### GIVEN ENTRIES
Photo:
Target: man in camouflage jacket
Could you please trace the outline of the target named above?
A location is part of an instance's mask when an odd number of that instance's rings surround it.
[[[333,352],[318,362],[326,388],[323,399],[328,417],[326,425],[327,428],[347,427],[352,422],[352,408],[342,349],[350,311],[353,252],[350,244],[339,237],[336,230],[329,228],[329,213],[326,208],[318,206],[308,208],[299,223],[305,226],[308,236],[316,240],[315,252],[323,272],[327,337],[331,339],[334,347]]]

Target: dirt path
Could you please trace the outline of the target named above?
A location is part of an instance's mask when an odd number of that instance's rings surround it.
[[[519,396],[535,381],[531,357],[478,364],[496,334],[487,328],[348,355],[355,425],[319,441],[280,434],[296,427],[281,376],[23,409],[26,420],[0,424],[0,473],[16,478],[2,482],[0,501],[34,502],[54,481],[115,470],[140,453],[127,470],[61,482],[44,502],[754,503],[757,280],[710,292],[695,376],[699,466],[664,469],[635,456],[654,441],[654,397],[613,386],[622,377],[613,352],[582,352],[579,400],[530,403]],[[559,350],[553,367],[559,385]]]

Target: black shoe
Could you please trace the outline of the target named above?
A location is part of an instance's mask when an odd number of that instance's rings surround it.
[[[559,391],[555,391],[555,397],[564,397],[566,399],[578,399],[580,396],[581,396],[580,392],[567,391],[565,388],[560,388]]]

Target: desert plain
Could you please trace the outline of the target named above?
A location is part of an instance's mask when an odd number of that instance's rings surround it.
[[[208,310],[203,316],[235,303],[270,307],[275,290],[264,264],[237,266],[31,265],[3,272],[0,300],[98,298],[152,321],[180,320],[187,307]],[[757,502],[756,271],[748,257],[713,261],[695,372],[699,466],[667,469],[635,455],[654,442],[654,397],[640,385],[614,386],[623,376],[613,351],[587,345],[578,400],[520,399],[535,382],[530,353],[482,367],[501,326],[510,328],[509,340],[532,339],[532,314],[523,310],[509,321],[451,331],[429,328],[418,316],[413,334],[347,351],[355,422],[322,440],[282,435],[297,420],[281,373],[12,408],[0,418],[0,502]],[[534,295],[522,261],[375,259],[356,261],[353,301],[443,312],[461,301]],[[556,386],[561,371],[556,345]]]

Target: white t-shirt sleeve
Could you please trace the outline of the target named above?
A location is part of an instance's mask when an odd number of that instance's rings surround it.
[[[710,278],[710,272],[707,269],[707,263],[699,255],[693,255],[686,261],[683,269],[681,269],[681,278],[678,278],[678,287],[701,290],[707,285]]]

---

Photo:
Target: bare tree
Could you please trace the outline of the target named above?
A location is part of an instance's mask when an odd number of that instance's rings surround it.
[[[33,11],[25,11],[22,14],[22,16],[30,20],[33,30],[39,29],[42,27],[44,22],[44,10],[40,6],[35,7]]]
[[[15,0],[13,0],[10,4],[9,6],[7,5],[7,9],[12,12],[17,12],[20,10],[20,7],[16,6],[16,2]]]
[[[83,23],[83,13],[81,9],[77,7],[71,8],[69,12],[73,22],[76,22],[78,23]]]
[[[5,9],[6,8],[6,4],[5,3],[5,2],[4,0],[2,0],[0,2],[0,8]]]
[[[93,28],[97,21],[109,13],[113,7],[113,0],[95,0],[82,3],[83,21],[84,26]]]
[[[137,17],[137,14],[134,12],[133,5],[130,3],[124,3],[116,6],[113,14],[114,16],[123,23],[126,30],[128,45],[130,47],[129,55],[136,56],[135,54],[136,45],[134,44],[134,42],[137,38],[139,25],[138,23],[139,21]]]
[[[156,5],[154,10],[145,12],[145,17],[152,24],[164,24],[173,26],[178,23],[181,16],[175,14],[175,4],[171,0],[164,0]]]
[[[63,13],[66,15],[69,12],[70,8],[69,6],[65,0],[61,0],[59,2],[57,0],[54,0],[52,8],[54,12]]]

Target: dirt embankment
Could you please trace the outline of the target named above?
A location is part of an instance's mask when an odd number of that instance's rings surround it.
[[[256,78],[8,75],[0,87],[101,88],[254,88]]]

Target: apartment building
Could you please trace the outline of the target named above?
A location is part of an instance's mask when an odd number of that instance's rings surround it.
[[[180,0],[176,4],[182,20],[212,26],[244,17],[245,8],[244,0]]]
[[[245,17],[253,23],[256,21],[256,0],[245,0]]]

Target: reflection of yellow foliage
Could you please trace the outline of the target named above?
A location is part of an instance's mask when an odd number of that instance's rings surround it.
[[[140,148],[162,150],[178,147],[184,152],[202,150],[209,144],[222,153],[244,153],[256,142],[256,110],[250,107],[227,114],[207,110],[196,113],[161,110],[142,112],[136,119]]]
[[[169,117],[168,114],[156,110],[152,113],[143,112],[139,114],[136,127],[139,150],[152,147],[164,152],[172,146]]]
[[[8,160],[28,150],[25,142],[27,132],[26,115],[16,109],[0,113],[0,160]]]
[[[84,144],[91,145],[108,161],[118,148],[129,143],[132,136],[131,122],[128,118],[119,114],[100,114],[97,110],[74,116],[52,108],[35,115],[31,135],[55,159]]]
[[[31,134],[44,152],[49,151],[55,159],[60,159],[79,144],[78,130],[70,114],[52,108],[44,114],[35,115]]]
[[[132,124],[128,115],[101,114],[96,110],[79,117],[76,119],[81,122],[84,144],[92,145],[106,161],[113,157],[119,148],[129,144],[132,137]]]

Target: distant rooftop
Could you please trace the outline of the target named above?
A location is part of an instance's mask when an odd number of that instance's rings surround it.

### WHAT YOU HAVE TO DO
Copy the listing starting at the line that contains "Target: dirt embankment" and ending at the line that contains "[[[245,17],[253,23],[256,21],[256,0],[245,0]]]", swapping "apartment building" for "office building" and keeping everything else the same.

### EXERCISE OUTPUT
Target: dirt embankment
Could you please trace the outline of the target named above?
A location is part of an instance's mask when an odd number of that instance's rings surround it.
[[[256,78],[8,75],[0,87],[101,88],[254,88]]]

Target: office building
Could you please trace the outline of the target named above?
A location is part of an instance's mask when an odd number of that instance's rings surround it.
[[[180,0],[176,4],[182,20],[212,26],[244,17],[245,8],[244,0]]]
[[[245,17],[253,23],[256,21],[256,0],[245,0]]]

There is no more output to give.